==== EXTRACTED TEXT
4 papers in the library · 72 citations · publishing 2017-2018

Papers

Study of the in vitro and in vivo metabolism of the tryptamine 5‐MeO‐MiPT using human liver microsomes and real case samples

Drug Testing and Analysis July 5, 2017 Katharina Elisabeth Grafinger, Marianne Hädener, Stefan König et al. 31 citations

The synthetic tryptamine 5-MeO-MiPT, a hallucinogenic drug recently abused in Germany and Switzerland, was identified in a case of intoxication involving a naked, agitated, and aggressive man. Metabolites were characterized in pooled human liver microsomes, blood, and urine using LC–HRMS/MS. Seven phase I metabolites were found in vitro; four in blood and seven in urine. The most abundant metabolites resulted from demethylation and hydroxylation. Blood concentration was 160 ng/mL; urine concentration was 3380 ng/mL. Cocaine, cocaethylene, methylphenidate, and ritalinic acid were also detected in urine. Four metabolites—5-MeO-NiPT, 5-OH-MiPT, 5-MeO-MiPT-N-oxide, and OH-5-MeO-MiPT—are recommended as biomarkers for detecting consumption.
========
==== DATA
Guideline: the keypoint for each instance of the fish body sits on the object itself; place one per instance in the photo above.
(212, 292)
========
EXERCISES TO COMPLETE>
A. Copy the 5-MeO-MiPT paper entry from "Drug Testing and" up to and including "for detecting consumption.".
B. In the 5-MeO-MiPT paper entry, how many phase I metabolites were found in vitro?
Rely only on the 5-MeO-MiPT paper entry, not the listing.

RESULTS OF THE EXERCISE>
A.
Drug Testing and Analysis July 5, 2017 Katharina Elisabeth Grafinger, Marianne Hädener, Stefan König et al. 31 citations

The synthetic tryptamine 5-MeO-MiPT, a hallucinogenic drug recently abused in Germany and Switzerland, was identified in a case of intoxication involving a naked, agitated, and aggressive man. Metabolites were characterized in pooled human liver microsomes, blood, and urine using LC–HRMS/MS. Seven phase I metabolites were found in vitro; four in blood and seven in urine. The most abundant metabolites resulted from demethylation and hydroxylation. Blood concentration was 160 ng/mL; urine concentration was 3380 ng/mL. Cocaine, cocaethylene, methylphenidate, and ritalinic acid were also detected in urine. Four metabolites—5-MeO-NiPT, 5-OH-MiPT, 5-MeO-MiPT-N-oxide, and OH-5-MeO-MiPT—are recommended as biomarkers for detecting consumption.

B. Seven